> **Records supplied**:
::::::

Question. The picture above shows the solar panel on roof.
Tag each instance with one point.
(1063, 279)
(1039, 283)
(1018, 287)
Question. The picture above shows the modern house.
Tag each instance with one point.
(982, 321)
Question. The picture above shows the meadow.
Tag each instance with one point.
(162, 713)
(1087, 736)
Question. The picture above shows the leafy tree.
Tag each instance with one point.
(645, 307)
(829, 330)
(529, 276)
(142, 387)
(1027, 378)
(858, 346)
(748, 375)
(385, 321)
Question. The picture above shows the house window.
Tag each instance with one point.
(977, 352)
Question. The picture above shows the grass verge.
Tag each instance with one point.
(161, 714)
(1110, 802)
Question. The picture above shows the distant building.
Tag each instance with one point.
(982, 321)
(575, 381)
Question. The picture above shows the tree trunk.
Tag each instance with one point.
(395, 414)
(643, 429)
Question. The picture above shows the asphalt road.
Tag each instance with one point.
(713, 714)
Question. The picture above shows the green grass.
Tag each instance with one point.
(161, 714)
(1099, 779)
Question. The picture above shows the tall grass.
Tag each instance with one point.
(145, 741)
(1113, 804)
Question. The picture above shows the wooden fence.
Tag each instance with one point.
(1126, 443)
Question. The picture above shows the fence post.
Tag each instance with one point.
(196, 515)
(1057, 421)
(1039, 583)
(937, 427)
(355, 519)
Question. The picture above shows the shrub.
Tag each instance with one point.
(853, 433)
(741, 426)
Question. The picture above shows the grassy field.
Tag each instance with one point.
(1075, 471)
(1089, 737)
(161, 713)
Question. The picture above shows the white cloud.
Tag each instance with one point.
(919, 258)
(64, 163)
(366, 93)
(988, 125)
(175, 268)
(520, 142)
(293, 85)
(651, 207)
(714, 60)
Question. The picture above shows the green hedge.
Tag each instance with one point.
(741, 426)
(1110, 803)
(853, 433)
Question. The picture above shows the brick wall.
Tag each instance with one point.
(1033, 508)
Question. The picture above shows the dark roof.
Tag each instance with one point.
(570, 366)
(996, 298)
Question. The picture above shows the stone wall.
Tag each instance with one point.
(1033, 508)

::::::

An exact transcription of all the material above is the expected answer.

> **Exercise answer**:
Question. The picture above shows the solar panel on roof.
Tag each instance with one point.
(1063, 279)
(1039, 283)
(1018, 287)
Question. The picture above shows the modern house.
Tag each instance with one point.
(982, 321)
Question. The picture above shows the meadow.
Tag each instance with one point.
(162, 713)
(1087, 736)
Question. The picture above shows the leafy tree.
Tag each instance with one point.
(645, 307)
(829, 330)
(529, 276)
(142, 387)
(1027, 378)
(858, 346)
(748, 375)
(385, 321)
Question. The picture above shows the house window.
Tag each instance with one point.
(977, 352)
Question. The picture above shows the grass verge.
Tag each instance with one point.
(161, 714)
(1110, 802)
Question. The picture above shows the distant building.
Tag each instance with one point.
(982, 321)
(575, 381)
Question. The picture above shows the tree trunk.
Tag each instance with one point.
(395, 414)
(643, 429)
Question. The picture above shows the asphalt road.
Tag each instance with one point.
(713, 714)
Question. The picture above shows the green grass.
Tag each instance with one point.
(161, 714)
(1099, 779)
Question. The picture above shows the tall grass.
Tag each instance with one point.
(145, 741)
(1113, 804)
Question. The picture above shows the wooden fence.
Tag each instance with one point.
(1126, 443)
Question. The picture above shows the fence post.
Tag each instance with one point.
(196, 515)
(1057, 421)
(1039, 583)
(937, 427)
(355, 519)
Question. The picture above shows the shrub.
Tag each instance with one point.
(853, 433)
(741, 426)
Question. The picture above shows the grassy field.
Tag each instance with one point.
(1075, 471)
(1089, 737)
(161, 713)
Question. The picture above shows the white cloud.
Tag each instance with one point.
(919, 258)
(64, 163)
(366, 93)
(988, 125)
(175, 268)
(520, 142)
(293, 85)
(651, 207)
(714, 60)
Question. The picture above shows the green hedge.
Tag each instance with one point.
(741, 426)
(1110, 803)
(853, 433)
Question. The picture above shows the brick wall.
Tag each instance with one point.
(1033, 508)
Question. The picture above shows the dark roof.
Tag each instance with one point.
(570, 366)
(996, 298)
Question. The picture above shows the stone wall.
Tag each instance with one point.
(1033, 508)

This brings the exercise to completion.